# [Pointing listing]
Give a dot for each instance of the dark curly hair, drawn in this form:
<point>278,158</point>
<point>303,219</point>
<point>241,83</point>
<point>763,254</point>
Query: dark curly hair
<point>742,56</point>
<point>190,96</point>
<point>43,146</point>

# [Problem requirements]
Rewrite the listing, replacing every occurrence of "dark curly hair" with "short gray hair" and leaving everything else unchanged.

# [Answer in full]
Give a dot for each instance of the short gray hair, drawn in this form:
<point>278,158</point>
<point>303,219</point>
<point>241,83</point>
<point>763,254</point>
Query: short gray hair
<point>742,56</point>
<point>190,96</point>
<point>43,146</point>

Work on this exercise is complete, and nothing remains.